▶ [What you are asked to do]
Reproduce the records below with every occurrence of "plaid shirt" replaced by "striped sweater" and no other changes. Omit the pictures from the output.

-- Start of Listing --

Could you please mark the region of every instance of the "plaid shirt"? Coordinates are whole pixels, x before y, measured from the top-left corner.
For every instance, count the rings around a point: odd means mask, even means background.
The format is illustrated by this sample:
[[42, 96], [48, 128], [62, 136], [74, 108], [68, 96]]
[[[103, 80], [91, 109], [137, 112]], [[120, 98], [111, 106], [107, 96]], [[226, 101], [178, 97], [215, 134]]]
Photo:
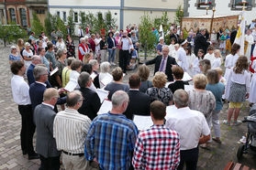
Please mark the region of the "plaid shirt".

-- End of Listing --

▶ [The solution]
Could you please mark the region of every instance of the "striped sweater"? Coordinates are whole pixels, x before y, measured from the top-left corner.
For every instance, count the rings around a point: odd means mask, even means background.
The format is illustrated by this sample:
[[42, 96], [48, 128], [62, 136], [74, 108], [68, 96]]
[[[103, 80], [91, 109], [137, 112]], [[120, 98], [111, 106], [107, 96]], [[226, 101], [178, 97], [215, 134]]]
Photo:
Please mark the region of the "striped sweater".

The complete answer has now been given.